Home | Archiv | Leserbriefe | Impressum



05. September 2007, von Michael Schöfer
Theorie und Praxis


Bundeskanzlerin Angela Merkel (CDU) macht ihren Job nicht schlecht. Immerhin hat sie es geschafft, sich als beliebteste Politikerin Deutschlands zu etablieren. Laut ZDF-Politbarometer vom 17.08.2007 nimmt Merkel auf der Rangliste den Spitzenplatz ein (2,0 Punkte), SPD-Chef Beck kommt hingegen bloß auf den sechsten Platz (0,7 Punkte). [1] Doch die Beliebtheit Merkels lässt sich kaum mit ihrer konkreten Politik in Einklang bringen. Sie versucht jedoch, dem Wähler anderes zu suggerieren.

Bereitgestellte Einträge:
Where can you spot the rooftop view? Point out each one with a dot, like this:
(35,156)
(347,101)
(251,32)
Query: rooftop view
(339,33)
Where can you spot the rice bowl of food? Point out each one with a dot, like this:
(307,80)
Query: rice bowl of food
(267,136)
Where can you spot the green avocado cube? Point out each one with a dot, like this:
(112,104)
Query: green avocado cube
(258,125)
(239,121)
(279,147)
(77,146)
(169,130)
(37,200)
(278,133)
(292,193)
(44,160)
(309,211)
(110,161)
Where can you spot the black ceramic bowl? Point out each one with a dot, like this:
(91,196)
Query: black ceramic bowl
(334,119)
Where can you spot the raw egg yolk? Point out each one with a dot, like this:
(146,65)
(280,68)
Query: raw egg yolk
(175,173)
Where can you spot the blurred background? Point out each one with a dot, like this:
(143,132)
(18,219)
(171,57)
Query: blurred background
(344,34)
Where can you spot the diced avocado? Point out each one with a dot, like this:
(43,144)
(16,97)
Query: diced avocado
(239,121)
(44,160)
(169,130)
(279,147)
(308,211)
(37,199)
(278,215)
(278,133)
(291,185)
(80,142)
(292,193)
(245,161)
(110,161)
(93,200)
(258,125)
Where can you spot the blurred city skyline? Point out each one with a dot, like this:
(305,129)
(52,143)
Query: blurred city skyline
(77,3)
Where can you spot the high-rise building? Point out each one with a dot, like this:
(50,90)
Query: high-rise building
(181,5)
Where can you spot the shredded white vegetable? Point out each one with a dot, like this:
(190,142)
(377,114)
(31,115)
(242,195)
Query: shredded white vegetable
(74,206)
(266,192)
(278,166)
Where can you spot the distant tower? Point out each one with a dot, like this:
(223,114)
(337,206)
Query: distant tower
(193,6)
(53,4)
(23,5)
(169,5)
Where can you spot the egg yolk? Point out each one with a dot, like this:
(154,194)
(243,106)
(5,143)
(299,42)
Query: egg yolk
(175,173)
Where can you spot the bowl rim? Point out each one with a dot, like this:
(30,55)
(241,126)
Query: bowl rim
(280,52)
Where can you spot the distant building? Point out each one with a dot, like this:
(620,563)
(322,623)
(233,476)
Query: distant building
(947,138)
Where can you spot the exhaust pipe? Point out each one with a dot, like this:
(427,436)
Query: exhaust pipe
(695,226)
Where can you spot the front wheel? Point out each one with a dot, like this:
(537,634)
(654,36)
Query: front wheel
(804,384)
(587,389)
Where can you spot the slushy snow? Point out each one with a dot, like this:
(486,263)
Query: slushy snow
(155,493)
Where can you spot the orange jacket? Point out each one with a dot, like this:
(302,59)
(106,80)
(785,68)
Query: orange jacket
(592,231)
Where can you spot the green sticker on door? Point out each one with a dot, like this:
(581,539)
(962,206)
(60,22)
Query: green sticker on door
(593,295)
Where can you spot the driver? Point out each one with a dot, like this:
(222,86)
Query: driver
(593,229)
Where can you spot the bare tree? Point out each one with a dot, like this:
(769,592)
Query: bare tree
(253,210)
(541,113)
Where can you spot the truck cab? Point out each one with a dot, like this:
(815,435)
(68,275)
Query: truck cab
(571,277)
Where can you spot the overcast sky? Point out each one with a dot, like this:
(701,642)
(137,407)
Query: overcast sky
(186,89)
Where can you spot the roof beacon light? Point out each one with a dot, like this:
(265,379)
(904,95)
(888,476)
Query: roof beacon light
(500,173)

Arbeitsauftrag 1: Gib alle Zeilen der Einträge zwischen der Zeile mit „Where can you spot the green sticker“ und dem Ende der Einträge, beide eingeschlossen und samt den Aufforderungen, erneut wieder. Addiere dabei 63 zu jeder Koordinate in den Antworten, nicht aber zu denen in den Aufforderungen oder Formatbeispielen.
Arbeitsauftrag 2: Schreibe den Text über Angela Merkels Beliebtheit und ihre Politik im Anschluss an seinen letzten Satz weiter.

Ergebnis 1:
Where can you spot the green sticker on door? Point out each one with a dot, like this:
(581,539)
(962,206)
(60,22)
Query: green sticker on door
(656,358)
Where can you spot the driver? Point out each one with a dot, like this:
(222,86)
Query: driver
(656,292)
Where can you spot the bare tree? Point out each one with a dot, like this:
(769,592)
Query: bare tree
(316,273)
(604,176)
Where can you spot the truck cab? Point out each one with a dot, like this:
(815,435)
(68,275)
Query: truck cab
(634,340)
Where can you spot the overcast sky? Point out each one with a dot, like this:
(701,642)
(137,407)
Query: overcast sky
(249,152)
Where can you spot the roof beacon light? Point out each one with a dot, like this:
(265,379)
(904,95)
(888,476)
Query: roof beacon light
(563,236)

Ergebnis 2:
"Die Bewahrung der Schöpfung ist ein zutiefst christdemokratisches Thema", sagt sie etwa zum Stichwort Treibhauseffekt. [2] Klar, Merkel will sich als Umweltschützerin profilieren. Allerdings: "Ich bin dagegen, dass man das jetzt reguliert, sondern ich glaube, man sollte es sachbezogen regulieren", äußert Merkel in Bezug auf die Einführung eines generellen Tempolimits. [3] Übrigens, Bundesumweltminister Sigmar Gabriel (SPD) ist der gleichen Meinung: "Eine generelle Geschwindigkeitsbegrenzung sei für die Reduzierung der CO2-Emissionen allenfalls von symbolischer Bedeutung", behauptet er. Ja, ja, immer wenn es konkret wird...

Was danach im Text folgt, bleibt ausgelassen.